→ **原文**:
カテゴリー: ビジネス・経済
公開日 2022.10.11
東北部ノンブアランプー県の保育所で元警官の男が銃を乱射し、子供24人を含む36人が殺害された惨劇がタイ社会に大きな衝撃を与えている。男が薬物を違法所持した疑いで逮捕され、警察を免職処分となっていたことが分かり、当初は事件当日も薬物の影響下にあったことも疑われた。しかし、警察は1回目の検視では男の体内から薬物は検出されなかったと発表。一方で、男が犯行前に妻と口論していたことから、妻とのいさかいが犯行につながった可能性が指摘されている。
地元メディアによると、男が警察を免職される原因となった違法所持していた薬物は覚せい剤の一種メタンフェタミン(methamphetamine)で、日本での俗称は「シャブ」、英語ではクリスタル・メス(crystal meth)と呼ばれ、タイでは大量の密輸・売買事件がよく報じられている。今回の犯行が薬物と関係がなかったとしても、タイでは改めて薬物をめぐる議論が高まりそうで、大麻の栽培解禁論議にどのような影響を与えるかも注視する必要がありそうだ。
8日付バンコク・ポスト紙(3面)は、元タクシン首相派のタイ貢献党が今回の事件を受けて「麻薬一掃作戦(war on drug)」を復活させることを公約したと伝えている。同作戦は2003年にタクシン元首相のイニシアチブで始まったが、作戦中に2500人が処刑され、世界的に人権活動家から批判を浴びたという。同党のチョンナラン党首は、大量のドラッグが押収されているにもかかわらず、予防措置がなく、薬物依存者のリハビリが十分ではないと現政権の政策を批判した。また、9日付バンコク・ポスト紙(1面)によると、ソムサック法務相は、タイの北側国境の主にミャンマー側の工場で日量2億8000万錠ものメタンフェタミンが作られていることを明らかにした。

→ **課題 1**: タイの銃乱射事件の記事から、「地元メディアによると、男が警」から「も注視する必要がありそうだ。」までを一字一句変えずに抜き出してください。
→ **課題 2**: タイの銃乱射事件の記事は最後の文のあと、どう続くでしょうか。その続きを書いてください。
次の項目は、タイの銃乱射事件の記事とは別の資料です。

→ **提供資料**:
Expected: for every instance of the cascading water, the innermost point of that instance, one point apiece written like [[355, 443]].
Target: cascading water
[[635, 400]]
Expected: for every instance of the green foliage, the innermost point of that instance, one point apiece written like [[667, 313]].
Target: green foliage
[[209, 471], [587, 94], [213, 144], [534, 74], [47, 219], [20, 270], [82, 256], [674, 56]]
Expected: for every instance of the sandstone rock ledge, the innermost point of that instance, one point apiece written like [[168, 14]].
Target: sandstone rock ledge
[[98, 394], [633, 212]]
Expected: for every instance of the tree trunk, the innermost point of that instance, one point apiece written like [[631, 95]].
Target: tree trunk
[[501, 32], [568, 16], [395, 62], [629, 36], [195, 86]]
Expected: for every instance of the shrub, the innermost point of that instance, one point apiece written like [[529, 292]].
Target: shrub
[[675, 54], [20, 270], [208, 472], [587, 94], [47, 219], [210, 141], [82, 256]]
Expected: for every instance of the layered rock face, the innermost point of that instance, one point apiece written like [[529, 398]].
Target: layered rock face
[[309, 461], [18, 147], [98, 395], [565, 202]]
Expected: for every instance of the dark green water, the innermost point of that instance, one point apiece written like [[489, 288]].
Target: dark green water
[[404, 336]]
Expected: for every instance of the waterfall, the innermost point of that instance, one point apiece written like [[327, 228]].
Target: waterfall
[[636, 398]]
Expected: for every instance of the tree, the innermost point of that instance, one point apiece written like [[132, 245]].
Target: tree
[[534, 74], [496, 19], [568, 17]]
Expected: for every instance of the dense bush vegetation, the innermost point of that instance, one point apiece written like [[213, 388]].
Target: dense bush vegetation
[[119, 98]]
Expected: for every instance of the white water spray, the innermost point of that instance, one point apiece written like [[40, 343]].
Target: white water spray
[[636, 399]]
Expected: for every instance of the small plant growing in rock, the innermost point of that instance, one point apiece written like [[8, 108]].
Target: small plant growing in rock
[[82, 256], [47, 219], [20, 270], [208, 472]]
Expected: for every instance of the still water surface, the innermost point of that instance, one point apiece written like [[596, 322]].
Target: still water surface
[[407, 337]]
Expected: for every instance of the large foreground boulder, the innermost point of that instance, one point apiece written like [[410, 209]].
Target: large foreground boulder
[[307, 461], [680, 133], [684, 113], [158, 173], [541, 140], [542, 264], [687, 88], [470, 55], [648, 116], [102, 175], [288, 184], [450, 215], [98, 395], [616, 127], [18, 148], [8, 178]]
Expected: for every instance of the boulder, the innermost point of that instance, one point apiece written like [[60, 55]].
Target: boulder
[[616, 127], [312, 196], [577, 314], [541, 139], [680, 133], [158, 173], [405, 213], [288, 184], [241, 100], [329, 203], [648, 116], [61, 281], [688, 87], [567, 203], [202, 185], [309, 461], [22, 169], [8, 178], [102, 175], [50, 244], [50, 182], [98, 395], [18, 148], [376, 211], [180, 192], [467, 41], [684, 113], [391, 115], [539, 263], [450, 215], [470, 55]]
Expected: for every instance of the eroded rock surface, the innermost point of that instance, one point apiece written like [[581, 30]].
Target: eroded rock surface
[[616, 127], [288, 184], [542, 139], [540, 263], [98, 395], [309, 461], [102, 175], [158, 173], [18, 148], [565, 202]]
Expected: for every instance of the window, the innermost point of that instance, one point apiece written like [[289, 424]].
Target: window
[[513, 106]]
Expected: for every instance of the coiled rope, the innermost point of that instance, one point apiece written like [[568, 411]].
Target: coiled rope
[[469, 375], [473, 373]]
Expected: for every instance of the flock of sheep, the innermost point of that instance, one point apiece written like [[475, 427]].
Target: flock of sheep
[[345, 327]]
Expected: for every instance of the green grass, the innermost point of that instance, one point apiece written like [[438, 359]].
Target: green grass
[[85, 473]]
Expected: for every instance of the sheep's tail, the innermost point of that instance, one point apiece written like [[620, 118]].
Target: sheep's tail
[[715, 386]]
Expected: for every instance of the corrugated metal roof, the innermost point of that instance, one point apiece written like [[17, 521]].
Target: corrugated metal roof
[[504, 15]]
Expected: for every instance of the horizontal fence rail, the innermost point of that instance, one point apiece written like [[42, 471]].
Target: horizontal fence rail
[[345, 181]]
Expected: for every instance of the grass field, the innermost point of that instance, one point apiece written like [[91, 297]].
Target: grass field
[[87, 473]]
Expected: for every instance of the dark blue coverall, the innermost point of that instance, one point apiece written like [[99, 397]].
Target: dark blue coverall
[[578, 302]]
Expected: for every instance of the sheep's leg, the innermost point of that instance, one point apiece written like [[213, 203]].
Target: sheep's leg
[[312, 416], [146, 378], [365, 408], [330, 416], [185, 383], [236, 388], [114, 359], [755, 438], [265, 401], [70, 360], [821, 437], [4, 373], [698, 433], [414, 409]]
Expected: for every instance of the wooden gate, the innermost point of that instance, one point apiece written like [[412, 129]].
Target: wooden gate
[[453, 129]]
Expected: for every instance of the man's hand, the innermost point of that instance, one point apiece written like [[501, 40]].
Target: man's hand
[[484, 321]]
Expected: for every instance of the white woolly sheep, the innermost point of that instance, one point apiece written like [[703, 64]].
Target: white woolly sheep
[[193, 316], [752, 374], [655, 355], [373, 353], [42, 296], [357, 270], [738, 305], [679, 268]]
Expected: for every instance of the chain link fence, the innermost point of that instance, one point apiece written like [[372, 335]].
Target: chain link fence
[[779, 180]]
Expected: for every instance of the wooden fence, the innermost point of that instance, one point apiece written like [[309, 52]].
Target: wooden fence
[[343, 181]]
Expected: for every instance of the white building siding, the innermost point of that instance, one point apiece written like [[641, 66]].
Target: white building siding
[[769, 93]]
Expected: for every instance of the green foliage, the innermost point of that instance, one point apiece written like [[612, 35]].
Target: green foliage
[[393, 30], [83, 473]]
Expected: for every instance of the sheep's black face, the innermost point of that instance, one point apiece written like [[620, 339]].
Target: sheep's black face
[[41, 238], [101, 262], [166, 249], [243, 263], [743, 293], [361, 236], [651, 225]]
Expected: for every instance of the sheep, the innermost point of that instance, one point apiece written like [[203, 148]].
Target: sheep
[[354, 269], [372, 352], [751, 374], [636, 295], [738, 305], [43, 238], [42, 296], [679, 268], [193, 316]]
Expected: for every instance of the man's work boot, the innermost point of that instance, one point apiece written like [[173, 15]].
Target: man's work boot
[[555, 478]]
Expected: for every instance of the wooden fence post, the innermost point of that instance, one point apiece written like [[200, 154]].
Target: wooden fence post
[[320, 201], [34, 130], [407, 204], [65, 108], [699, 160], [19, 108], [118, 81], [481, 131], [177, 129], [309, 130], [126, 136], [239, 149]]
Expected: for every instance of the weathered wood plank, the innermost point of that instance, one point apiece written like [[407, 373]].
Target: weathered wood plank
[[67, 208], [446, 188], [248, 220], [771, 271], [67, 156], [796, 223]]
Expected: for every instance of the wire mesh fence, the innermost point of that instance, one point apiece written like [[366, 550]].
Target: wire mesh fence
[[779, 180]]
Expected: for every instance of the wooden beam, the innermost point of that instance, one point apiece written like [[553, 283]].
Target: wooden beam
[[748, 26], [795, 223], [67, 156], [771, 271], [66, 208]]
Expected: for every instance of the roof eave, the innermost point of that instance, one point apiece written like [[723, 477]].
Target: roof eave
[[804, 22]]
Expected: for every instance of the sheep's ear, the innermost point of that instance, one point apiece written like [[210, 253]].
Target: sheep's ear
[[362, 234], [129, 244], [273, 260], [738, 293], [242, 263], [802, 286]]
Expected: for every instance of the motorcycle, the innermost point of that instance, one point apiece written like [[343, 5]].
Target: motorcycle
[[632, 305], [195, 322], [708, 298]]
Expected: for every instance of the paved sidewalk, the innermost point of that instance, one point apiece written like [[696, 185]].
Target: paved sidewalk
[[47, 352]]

→ **実行結果 1**:
地元メディアによると、男が警察を免職される原因となった違法所持していた薬物は覚せい剤の一種メタンフェタミン(methamphetamine)で、日本での俗称は「シャブ」、英語ではクリスタル・メス(crystal meth)と呼ばれ、タイでは大量の密輸・売買事件がよく報じられている。今回の犯行が薬物と関係がなかったとしても、タイでは改めて薬物をめぐる議論が高まりそうで、大麻の栽培解禁論議にどのような影響を与えるかも注視する必要がありそうだ。

→ **実行結果 2**:
国営タイ石油会社(PTT)の事業多様化、非石油事業拡大に関するニュースが続いている。5日付バンコク・ポスト紙(ビジネス3面)によると、PTTのアタポン最高経営責任者(CEO)は4日に行われたフォーラムで、同社のグループは引き続き高付加価値製品を開発し、新規事業を育成すると強調。新規事業には電気自動車(EV)、バッテリー、再生可能エネルギー、水素燃料、そして医療製品が含まれるとした。7日付同紙(ビジネス3面)は、PTTが物流事業に参入すると報じた。完全子会社サイアム・マネジメント・ホールディングを通じてグローバル・マルチモダル・ロジスティクスを設立することを取締役会が承認したという。さらに8日付同紙(ビジネス3面)によると、PTTの医療子会社イノビックと化学大手IRPCの合弁会社イノポリメッドは、東部ラヨーン県にあるIRPCの石油化学工場で医療用マスクなどに使用される不織布の生産を開始した。
英誌エコノミスト10月1日号はLeadersの1本の「All talk, no trouser」で、環境・社会・ガバナンス(ESG)について鋭く切り込んでいる。副題は「ESGの本質的な矛盾があからさまになった」だ。同記事はまず「利益を追求する企業が本当に地球を救えるのか」と問題提起。持続可能性を重視するESG運用資産は2016年以来55%増の35兆ドルに達し、大企業のトップは今や四半期決算報告で平均9回もESGという言葉を発するという。2017年にはたった1回だったという。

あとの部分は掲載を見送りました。